- [Podany tekst]
Nasza Loteria SR - pasek na kartach artykułów

Dziewczyna upośledzona umysłowo trafiła do aresztu

Zdzisław Surowaniec
Patrycja ze swoim telefonem. Zdjęcie zrobione dzień przed kradzieżą.
Patrycja ze swoim telefonem. Zdjęcie zrobione dzień przed kradzieżą. Z. Surowaniec
Dziewczyna upośledzona umysłowo okradziona z telefonu, zagrożona molestowaniem trafiła do aresztu. Bo siłą chciała odzyskać telefon.

Od kupna telefonu komórkowego życie lekko upośledzonej psychicznie Patrycji zamieniło się w koszmar. Miało być lepiej, chciała przez telefon kontaktować się ze swoim bratem, ale szczęście ominęło ją szerokim łukiem. Dziewczyna trafiła za kratki. Siedzi w areszcie w Nisku.

O Patrycji, osiemnastoletniej dziewczynie, która jest uczestnikiem Warsztatów Terapii Zajęciowej w Stalowej Woli, pisaliśmy przed dwoma miesiącami. W salonie telefonii komórkowej kupiła w promocji telefon. Skusiła się na informację, że można mieć aparat za złotówkę. Zabrakło jej wyobraźni, że musi płacić miesięcznie 50 zł za abonament i za rozmowy. A żyła z zasiłku opiekuńczego. To zaledwie 150 zł miesięcznie, które miało jej wystarczyć na jedzenie i ubranie.

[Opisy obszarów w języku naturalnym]
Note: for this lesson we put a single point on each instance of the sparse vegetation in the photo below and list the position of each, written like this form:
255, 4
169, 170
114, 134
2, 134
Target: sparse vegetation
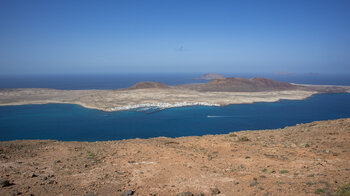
232, 135
90, 154
319, 191
243, 139
344, 190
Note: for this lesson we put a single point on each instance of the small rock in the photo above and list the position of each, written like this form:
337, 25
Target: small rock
33, 175
185, 194
253, 184
215, 191
5, 183
91, 194
127, 193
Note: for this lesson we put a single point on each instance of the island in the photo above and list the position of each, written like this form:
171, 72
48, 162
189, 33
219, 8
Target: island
217, 92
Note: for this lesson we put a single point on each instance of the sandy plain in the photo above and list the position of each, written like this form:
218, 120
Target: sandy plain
306, 159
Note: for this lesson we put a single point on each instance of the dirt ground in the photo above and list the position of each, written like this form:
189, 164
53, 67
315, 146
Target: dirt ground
307, 159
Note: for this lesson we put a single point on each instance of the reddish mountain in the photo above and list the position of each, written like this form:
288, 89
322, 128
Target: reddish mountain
143, 85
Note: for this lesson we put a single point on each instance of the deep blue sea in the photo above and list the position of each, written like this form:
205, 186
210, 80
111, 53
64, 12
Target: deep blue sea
69, 122
72, 122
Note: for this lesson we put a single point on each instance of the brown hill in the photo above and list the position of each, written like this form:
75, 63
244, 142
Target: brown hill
212, 76
242, 85
143, 85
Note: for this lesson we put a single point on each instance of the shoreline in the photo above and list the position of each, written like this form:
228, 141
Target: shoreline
121, 100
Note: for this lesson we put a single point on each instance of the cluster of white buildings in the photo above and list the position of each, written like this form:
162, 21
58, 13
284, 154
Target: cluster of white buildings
161, 105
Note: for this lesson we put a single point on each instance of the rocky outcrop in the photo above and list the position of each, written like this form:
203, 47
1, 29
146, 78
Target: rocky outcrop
306, 159
242, 85
143, 85
212, 76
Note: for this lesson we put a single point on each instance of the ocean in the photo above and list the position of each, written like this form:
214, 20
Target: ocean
69, 122
114, 81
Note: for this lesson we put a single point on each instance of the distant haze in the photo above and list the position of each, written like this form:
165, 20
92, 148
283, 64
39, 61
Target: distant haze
270, 36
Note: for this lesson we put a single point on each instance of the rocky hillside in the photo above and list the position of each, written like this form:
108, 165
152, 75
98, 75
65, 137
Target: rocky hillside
307, 159
242, 85
143, 85
212, 76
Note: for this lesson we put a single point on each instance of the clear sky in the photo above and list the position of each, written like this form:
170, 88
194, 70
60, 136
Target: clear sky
59, 36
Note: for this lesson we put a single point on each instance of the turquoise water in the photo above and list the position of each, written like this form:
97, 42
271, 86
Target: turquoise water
72, 122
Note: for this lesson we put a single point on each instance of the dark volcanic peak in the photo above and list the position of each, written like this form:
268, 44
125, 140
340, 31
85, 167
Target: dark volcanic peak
143, 85
243, 85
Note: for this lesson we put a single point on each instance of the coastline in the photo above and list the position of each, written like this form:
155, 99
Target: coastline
118, 100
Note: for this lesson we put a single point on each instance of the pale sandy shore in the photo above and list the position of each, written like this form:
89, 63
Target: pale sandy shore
116, 100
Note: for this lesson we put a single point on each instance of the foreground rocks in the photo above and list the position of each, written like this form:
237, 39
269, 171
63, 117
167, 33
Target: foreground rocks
308, 159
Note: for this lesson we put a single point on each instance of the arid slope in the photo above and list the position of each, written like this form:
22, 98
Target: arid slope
306, 159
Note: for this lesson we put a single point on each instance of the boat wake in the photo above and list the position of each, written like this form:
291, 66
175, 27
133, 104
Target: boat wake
219, 116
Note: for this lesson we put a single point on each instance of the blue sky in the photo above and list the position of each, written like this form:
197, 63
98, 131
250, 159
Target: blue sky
86, 36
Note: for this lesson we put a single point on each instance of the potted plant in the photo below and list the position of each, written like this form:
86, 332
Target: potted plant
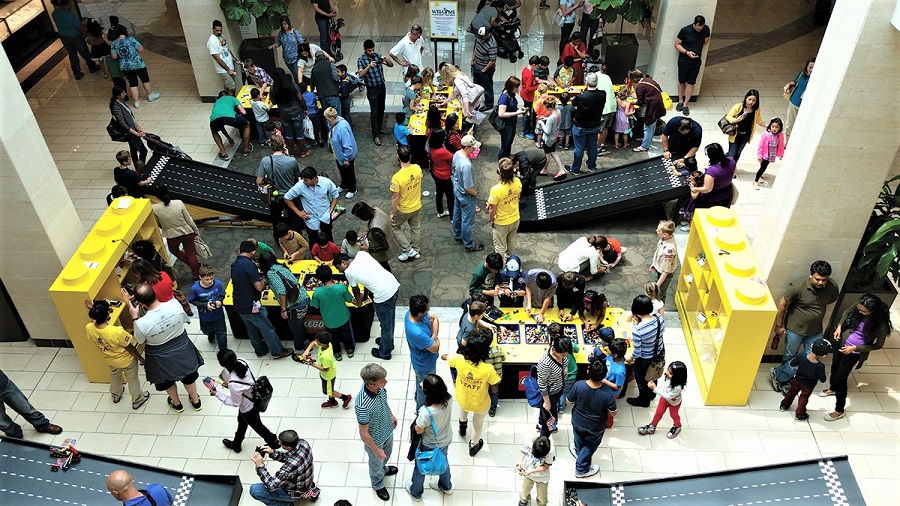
877, 258
267, 14
620, 50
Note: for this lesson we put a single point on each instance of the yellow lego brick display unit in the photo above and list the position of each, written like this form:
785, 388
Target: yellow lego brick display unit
94, 272
726, 309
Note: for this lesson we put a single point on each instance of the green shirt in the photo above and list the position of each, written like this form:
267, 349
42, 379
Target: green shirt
325, 359
330, 300
807, 305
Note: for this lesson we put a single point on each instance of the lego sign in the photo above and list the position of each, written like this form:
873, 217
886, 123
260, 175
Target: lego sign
444, 20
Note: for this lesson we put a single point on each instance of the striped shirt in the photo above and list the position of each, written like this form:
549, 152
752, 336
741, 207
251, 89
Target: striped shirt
485, 52
644, 335
552, 374
372, 410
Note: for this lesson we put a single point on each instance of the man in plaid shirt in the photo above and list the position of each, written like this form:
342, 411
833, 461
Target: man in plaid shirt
295, 478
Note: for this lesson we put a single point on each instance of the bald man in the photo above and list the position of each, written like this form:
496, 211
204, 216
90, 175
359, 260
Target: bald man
121, 485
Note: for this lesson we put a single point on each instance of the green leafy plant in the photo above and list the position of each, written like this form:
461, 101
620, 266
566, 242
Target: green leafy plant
879, 250
266, 13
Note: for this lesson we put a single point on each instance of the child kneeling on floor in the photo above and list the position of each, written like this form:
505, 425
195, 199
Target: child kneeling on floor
669, 391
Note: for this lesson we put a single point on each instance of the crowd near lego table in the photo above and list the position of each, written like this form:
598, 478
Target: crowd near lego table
546, 333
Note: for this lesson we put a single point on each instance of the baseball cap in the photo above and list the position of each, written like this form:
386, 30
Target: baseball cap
470, 142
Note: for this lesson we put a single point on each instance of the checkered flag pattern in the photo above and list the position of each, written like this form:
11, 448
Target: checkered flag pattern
833, 482
184, 491
617, 495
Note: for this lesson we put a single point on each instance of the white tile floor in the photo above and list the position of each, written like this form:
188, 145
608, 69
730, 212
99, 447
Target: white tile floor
72, 114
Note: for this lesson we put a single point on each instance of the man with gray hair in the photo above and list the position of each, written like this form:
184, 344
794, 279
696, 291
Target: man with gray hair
376, 426
586, 124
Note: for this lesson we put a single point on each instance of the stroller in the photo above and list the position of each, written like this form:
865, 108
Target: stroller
162, 147
334, 34
507, 35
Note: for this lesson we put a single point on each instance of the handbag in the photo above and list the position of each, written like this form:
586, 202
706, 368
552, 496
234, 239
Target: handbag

- [Treść zadania] Przepisz dokładnie z tekstu o Patrycji wszystko od „Nasza Loteria SR” aż do „chciała odzyskać telefon.”. Wiersze nie mają nic wspólnego z tekstem.

- [Rozwiązanie]
Nasza Loteria SR - pasek na kartach artykułów

Dziewczyna upośledzona umysłowo trafiła do aresztu

Zdzisław Surowaniec
Patrycja ze swoim telefonem. Zdjęcie zrobione dzień przed kradzieżą.
Patrycja ze swoim telefonem. Zdjęcie zrobione dzień przed kradzieżą. Z. Surowaniec
Dziewczyna upośledzona umysłowo okradziona z telefonu, zagrożona molestowaniem trafiła do aresztu. Bo siłą chciała odzyskać telefon.